O professor Fábio Konder Comparato apresentou nesta quarta-feira (30/06) ao presidente nacional da OAB, Roberto Busato, uma proposta para que a entidade inicie, junto com a Conferência Nacional dos Bispos do Brasil (CNBB), uma campanha para, segundo suas próprias palavras “salvar a República e a democracia.”

Considerado um dos mais importantes constitucionalistas do país, Comparato afirma que, diante da frustração da sociedade com os rumos da política, o país corre “sério risco” de sofrer um retrocesso, com “descalabro nas políticas econômicas e sociais”. Para ele, “isto já está acontecendo”.

“Há uma frustração no Brasil em relação ao próprio funcionamento do regime democrático”, afirmou o professor. Para ele, a campanha proposta deve organizar a sociedade civil para que ela exerça permanente poder de controle sobre os governantes. Comparato observou que o Brasil é o país mais descrente da democracia entre todos os países da América Latina, conforme revelou o instituto chileno Latino Barômetro, que desde 1996 vem fazendo sistematicamente esse levantamento.

• Material da tarefa
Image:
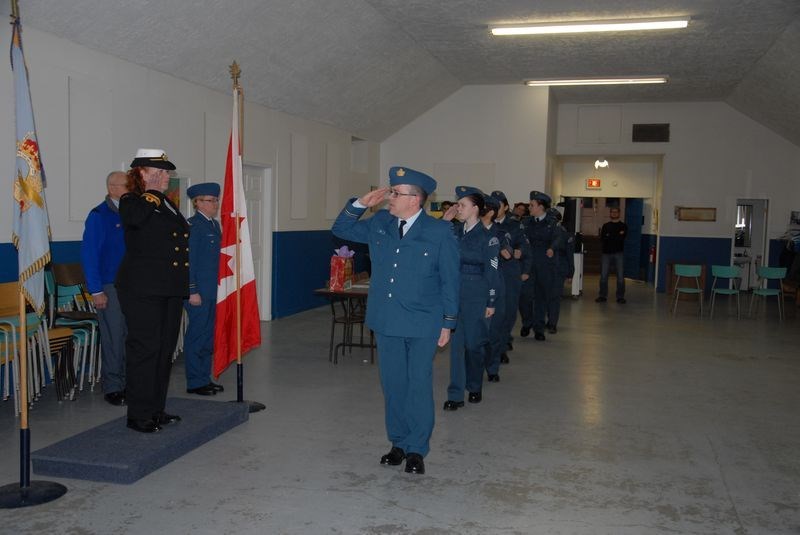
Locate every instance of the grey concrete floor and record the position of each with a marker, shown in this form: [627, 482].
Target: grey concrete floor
[627, 421]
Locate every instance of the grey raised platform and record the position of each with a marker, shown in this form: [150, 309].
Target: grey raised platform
[113, 453]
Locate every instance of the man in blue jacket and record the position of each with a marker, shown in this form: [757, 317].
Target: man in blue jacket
[412, 303]
[204, 244]
[102, 249]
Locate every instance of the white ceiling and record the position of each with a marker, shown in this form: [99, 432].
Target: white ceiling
[371, 66]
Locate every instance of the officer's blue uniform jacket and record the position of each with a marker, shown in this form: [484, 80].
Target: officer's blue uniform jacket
[204, 244]
[103, 246]
[414, 282]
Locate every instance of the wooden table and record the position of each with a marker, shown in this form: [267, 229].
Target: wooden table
[353, 307]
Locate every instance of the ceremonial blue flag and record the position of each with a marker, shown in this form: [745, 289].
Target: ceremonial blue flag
[31, 230]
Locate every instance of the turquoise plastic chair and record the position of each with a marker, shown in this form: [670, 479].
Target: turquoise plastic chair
[766, 274]
[687, 271]
[728, 273]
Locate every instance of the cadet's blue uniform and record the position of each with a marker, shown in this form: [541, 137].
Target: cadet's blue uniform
[198, 344]
[537, 289]
[497, 335]
[565, 267]
[413, 295]
[512, 269]
[479, 282]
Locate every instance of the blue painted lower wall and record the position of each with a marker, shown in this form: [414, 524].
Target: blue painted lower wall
[300, 263]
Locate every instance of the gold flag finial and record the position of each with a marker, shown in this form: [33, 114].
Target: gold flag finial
[236, 72]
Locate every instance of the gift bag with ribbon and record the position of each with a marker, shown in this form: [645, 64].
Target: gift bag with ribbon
[341, 269]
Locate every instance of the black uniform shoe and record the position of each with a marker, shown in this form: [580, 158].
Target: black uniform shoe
[452, 405]
[162, 418]
[206, 390]
[143, 426]
[394, 457]
[414, 464]
[115, 398]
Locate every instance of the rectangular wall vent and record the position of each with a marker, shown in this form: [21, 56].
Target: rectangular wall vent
[651, 133]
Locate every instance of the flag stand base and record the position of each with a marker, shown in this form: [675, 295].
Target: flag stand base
[13, 496]
[255, 406]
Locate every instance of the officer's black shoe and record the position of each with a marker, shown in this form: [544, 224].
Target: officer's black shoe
[415, 464]
[452, 405]
[115, 398]
[394, 457]
[206, 390]
[162, 418]
[143, 426]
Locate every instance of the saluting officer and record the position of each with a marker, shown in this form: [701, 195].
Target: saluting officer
[152, 281]
[479, 283]
[204, 245]
[516, 269]
[497, 337]
[412, 303]
[541, 231]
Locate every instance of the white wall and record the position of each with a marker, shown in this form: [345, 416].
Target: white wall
[715, 155]
[93, 111]
[493, 137]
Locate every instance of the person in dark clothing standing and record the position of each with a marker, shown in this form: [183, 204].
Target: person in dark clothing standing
[612, 237]
[152, 282]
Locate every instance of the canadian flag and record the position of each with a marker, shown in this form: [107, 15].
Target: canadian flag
[227, 330]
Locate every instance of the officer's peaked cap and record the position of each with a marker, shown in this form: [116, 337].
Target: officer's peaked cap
[463, 191]
[406, 175]
[205, 188]
[152, 158]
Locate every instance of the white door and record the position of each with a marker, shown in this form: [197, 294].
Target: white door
[257, 182]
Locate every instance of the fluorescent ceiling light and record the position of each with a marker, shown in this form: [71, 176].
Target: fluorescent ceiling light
[601, 81]
[625, 25]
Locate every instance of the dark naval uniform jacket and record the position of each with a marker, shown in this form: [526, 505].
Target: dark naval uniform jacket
[415, 281]
[156, 260]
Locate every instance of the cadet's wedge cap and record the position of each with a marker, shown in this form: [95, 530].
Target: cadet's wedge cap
[205, 188]
[152, 158]
[406, 175]
[541, 197]
[463, 191]
[500, 196]
[491, 202]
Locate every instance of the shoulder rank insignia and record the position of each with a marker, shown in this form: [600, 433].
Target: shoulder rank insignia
[149, 197]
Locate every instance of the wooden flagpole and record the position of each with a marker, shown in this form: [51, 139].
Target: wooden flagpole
[255, 406]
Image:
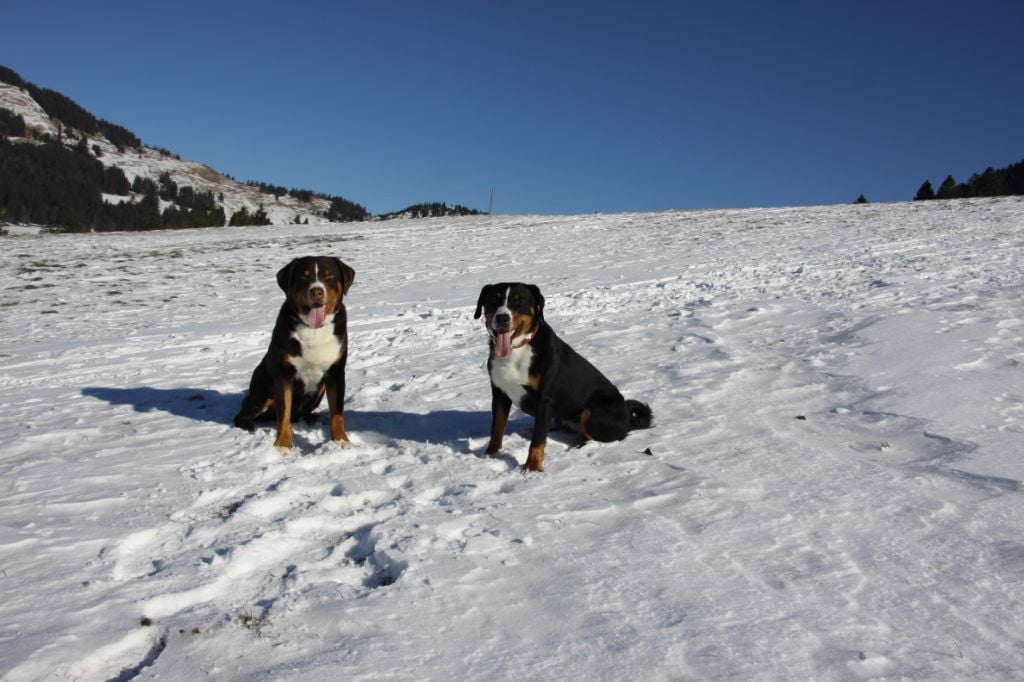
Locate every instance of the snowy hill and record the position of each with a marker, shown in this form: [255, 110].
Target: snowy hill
[832, 491]
[150, 163]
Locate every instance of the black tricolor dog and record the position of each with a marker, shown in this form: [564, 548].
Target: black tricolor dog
[532, 368]
[307, 352]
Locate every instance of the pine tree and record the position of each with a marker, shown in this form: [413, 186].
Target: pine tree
[949, 188]
[926, 193]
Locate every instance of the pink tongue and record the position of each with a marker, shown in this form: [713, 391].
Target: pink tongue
[503, 344]
[316, 317]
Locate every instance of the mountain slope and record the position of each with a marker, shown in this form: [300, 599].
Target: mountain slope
[151, 163]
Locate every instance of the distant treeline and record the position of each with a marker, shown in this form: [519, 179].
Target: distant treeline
[340, 209]
[50, 184]
[992, 182]
[62, 109]
[435, 210]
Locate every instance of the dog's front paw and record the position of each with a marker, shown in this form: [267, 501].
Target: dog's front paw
[245, 424]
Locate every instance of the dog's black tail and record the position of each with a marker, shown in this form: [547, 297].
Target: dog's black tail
[640, 415]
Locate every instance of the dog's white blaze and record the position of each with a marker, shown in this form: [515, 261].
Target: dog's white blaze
[320, 350]
[504, 307]
[316, 284]
[511, 373]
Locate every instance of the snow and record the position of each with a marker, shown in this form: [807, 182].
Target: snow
[833, 487]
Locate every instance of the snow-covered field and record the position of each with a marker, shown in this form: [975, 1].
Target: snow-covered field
[833, 488]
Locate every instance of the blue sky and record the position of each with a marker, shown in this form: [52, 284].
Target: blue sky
[561, 107]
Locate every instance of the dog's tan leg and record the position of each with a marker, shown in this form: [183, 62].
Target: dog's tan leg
[535, 461]
[337, 416]
[499, 420]
[284, 411]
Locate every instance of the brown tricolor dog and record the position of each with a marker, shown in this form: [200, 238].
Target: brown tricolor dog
[307, 352]
[530, 367]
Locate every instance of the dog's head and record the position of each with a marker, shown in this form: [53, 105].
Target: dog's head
[314, 286]
[512, 311]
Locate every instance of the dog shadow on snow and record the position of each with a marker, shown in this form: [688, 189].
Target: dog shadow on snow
[455, 428]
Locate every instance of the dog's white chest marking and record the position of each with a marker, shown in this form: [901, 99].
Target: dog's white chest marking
[510, 374]
[321, 349]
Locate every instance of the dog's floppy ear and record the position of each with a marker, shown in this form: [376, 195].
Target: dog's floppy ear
[285, 273]
[479, 302]
[347, 275]
[535, 291]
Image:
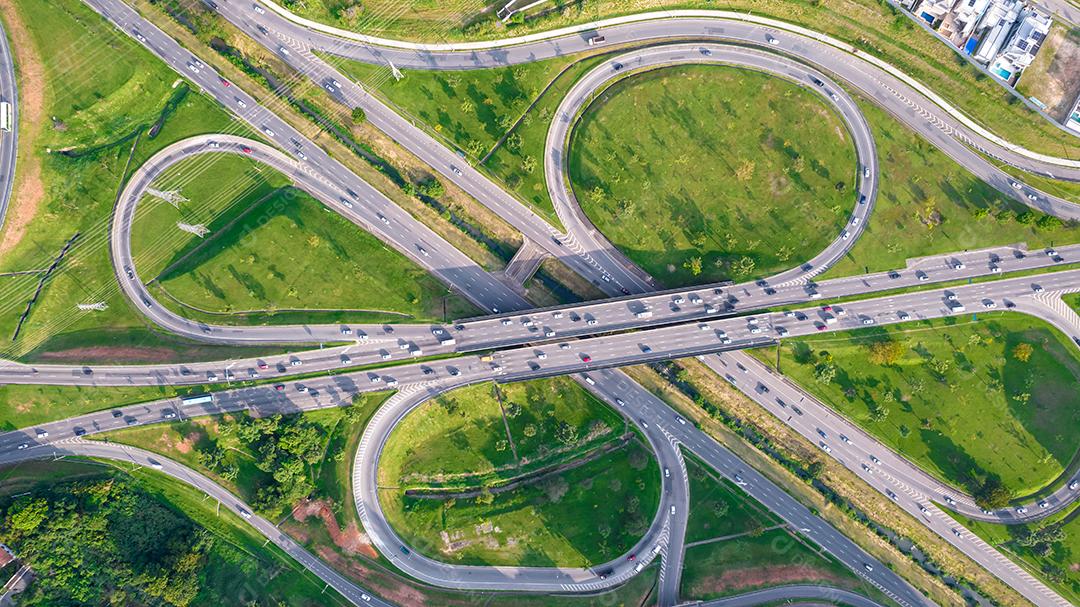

• Tarefas a realizar
1. Segundo o texto de leitura, qual instituto revelou que o Brasil é o país mais descrente da democracia na América Latina?
2. Selecione todas as linhas do material que contenham a palavra "uniform".

• Resultados do exercício
1. O instituto chileno Latino Barômetro.

2.
Locate every instance of the officer's blue uniform jacket and record the position of each with a marker, shown in this form: [484, 80].
Target: officer's blue uniform jacket
Locate every instance of the cadet's blue uniform and record the position of each with a marker, shown in this form: [541, 137].
Target: cadet's blue uniform
Locate every instance of the black uniform shoe and record the position of each with a marker, shown in this form: [580, 158].
Target: black uniform shoe
Locate every instance of the dark naval uniform jacket and record the position of each with a marker, shown in this form: [526, 505].
Target: dark naval uniform jacket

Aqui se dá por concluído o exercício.